PASSAGE SHOWN -
==*==
Thursday, June 23, 2016

Whither Animal Rights

Olympics and a Jaguar 

What is the connection of a Jaguar living in a zoo and the 2016 Olympics ?  Anyone would ask this.  Why should Juma, a Jaguar living in a zoo, denied natural justice be brought to an olympic torch ceremony.  In the spirit of the olympics which speaks of sportsman spirit, where the only way to fight is through healthy competition include a Jaguar.  It is a shame on the olympic movement which does not encourage bloodshed in any form to have committed this crime.  





Amazon jaguar shot dead after Olympic torch ceremony (picture courtesy Reuters)

The local olympic committee has guaranteed that there will be no more such incidents - what is the use ?

Maharaj Vs Forest Department

'Maharaj', a twenty seven year old elephant, called by forest officials and public as a rogue elephant was captured to be trans located.  The operation of tranquilizing him and using a kumki to load him into a truck was called a huge success.  Yesterday, he died - causes still being debated.


The above picture is courtesy of the Indian Express.  The file is named 'Rogue1.jpg'  Sad don't you think.  An animal born to live and rule the forest, tranquilized and bound, and finally killed.  I use the word killed because if this was done to a human being, that is exactly the word we would have used.  There would have been an uproar in the newspaper, an FIR, ministers visiting the family, and all the drama that ensues.  Just because Maharaj and his ilk are elephants, rather animals, there is nothing of the sort.
==*==
INFORMATION PROVIDED -
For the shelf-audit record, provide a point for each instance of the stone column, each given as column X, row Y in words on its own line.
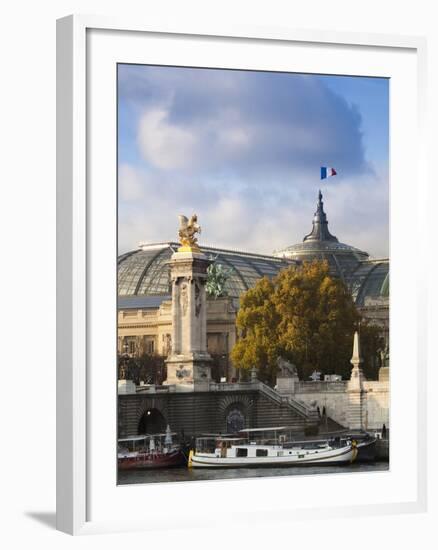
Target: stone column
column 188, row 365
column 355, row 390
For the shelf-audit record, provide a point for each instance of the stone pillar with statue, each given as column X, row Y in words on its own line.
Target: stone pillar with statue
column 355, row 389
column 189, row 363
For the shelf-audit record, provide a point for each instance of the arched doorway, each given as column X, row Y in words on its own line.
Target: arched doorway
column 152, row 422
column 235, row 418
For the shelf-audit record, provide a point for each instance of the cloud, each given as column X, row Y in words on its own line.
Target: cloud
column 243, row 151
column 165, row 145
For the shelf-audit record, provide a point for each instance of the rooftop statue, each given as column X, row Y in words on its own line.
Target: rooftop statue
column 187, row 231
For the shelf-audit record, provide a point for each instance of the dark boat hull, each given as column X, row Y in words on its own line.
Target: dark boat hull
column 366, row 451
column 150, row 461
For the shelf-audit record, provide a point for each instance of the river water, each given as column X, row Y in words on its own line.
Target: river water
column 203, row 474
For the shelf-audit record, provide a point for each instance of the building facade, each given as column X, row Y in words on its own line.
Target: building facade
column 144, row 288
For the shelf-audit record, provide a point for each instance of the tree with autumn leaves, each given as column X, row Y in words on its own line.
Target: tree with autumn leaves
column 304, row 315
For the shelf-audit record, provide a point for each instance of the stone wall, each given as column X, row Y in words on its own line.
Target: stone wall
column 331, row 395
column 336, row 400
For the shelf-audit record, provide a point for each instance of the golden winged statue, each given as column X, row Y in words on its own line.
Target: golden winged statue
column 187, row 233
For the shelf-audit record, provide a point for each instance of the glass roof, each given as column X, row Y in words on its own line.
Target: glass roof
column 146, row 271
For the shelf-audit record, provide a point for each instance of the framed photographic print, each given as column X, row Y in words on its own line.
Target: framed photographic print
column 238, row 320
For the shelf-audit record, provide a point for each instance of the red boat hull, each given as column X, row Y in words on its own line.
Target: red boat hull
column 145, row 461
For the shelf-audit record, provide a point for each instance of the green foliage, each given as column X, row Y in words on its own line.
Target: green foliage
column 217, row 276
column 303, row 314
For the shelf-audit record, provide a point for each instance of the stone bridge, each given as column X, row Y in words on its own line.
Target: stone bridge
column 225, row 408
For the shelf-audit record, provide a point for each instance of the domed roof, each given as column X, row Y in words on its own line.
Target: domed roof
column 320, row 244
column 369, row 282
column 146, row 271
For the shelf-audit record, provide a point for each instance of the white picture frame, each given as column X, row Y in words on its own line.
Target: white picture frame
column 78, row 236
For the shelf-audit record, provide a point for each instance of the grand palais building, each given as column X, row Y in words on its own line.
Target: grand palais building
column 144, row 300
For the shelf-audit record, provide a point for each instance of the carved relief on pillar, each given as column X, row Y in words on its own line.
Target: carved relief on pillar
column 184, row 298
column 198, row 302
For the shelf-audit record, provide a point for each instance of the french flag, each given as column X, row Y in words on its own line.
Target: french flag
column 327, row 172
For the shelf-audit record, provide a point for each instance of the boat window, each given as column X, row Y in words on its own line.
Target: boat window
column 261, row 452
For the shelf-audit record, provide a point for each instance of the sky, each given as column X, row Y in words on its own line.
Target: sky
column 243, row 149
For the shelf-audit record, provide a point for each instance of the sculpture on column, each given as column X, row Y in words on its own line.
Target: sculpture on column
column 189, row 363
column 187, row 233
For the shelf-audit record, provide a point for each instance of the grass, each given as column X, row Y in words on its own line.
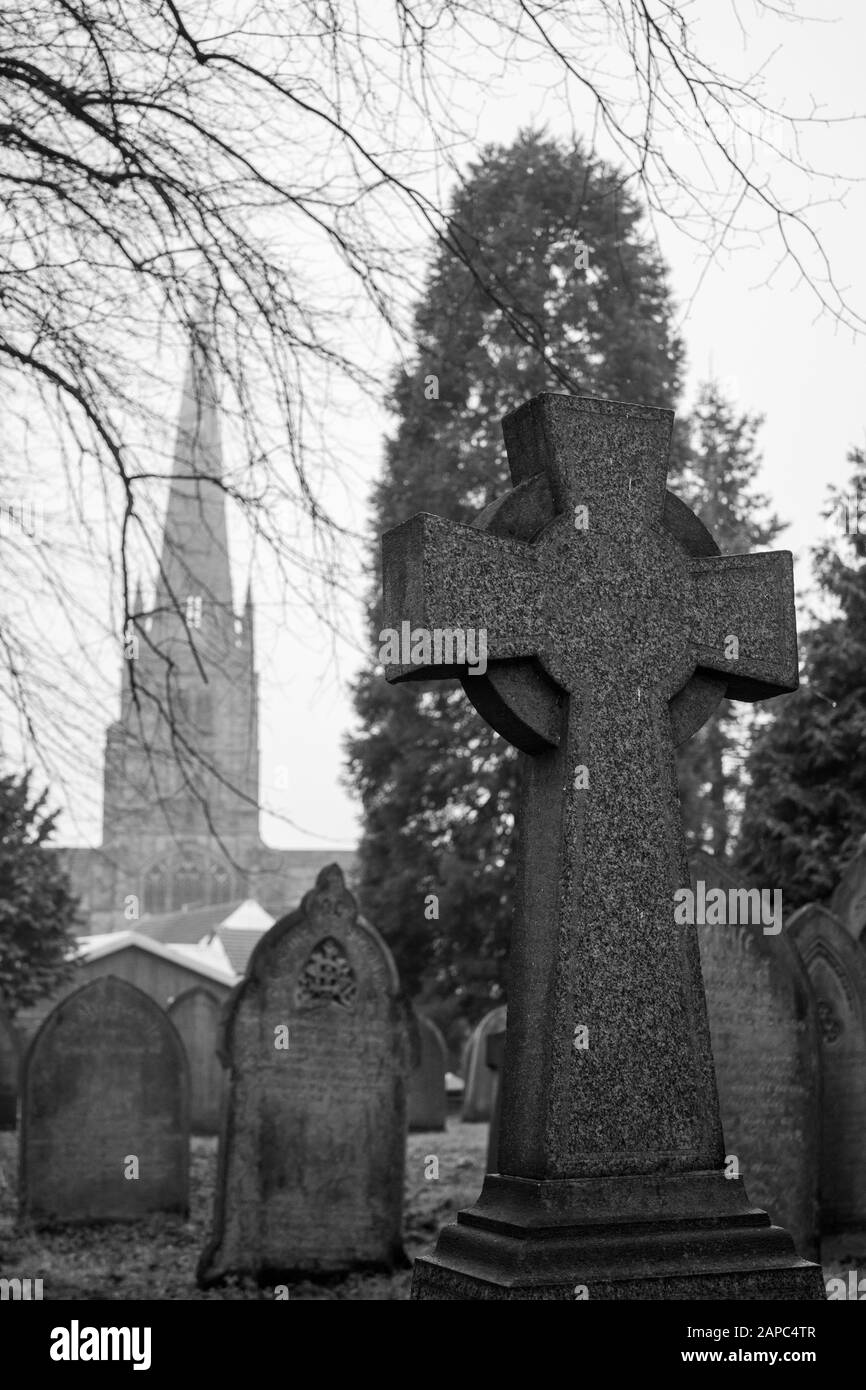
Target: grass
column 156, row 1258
==*==
COMPLETE THE FOLLOWING -
A: Summarize the post on animal rights in two sentences.
B: List every reaction that the post on animal rights says would follow if what was done to Maharaj were done to a human being.
C: Pick up the post on animal rights where it stops and keep writing.

ANSWERS IN ORDER -
A: The post on animal rights condemns the Olympic movement for bringing Juma, a jaguar living in a zoo, to a 2016 Olympic torch ceremony, after which the jaguar was shot dead, and it questions the value of the local Olympic committee's guarantee that there will be no more such incidents. It also describes how Maharaj, a twenty-seven-year-old elephant called a rogue, was tranquilized and loaded into a truck with a kumki and then died, and it argues that the same act done to a human would be called killing and would cause an uproar.

B:
- An uproar in the newspaper
- An FIR
- Ministers visiting the family
- All the drama that ensues

C:
Saturday, June 4, 2016

Social Service - the SSS way

A general feeling of tiredness got us talking about the need to check my sugar levels.  So, we decided yesterday night to go for a 'fasting sugar' test today morning at a hospital where we usually go.  I woke up this morning and dreaded the needle prick that I was to encounter in a few hours.  Have always welcomed an injection over gulping tablets; still, the prick of the needle is something I have never got used to.  

My better half was more enthusiastic about this morning schedule than me, having been the victim of more health related checks in the recent past.  And here I was, agonizing over the fact that the place was twenty minutes away and that we didn’t know a reliable place closer home as yet.  A mental check of health centers closest home gave a small list – many of them were easily rejected.  However, one was okayed as being very dependable – ‘Shanthi Social Services(SSS)’.  Despite living within 5km radius of this place, we have never been there, not for lack of reputation.  The organization’s reputation is impeccable.  Anyone will vouch for it, in terms of health services or the food in its canteen.  We ourselves can vouch for the services they provide in the Petrol Bunk as well as quality of gas.  We have hit the bunk early morning and many a times late night (11:00 p.m. and above) and have always found the employees friendly and cheerful.  Besides, George uncle, who we had met a month ago had vouched for the place.  The pendulum weighed heavily towards SSS.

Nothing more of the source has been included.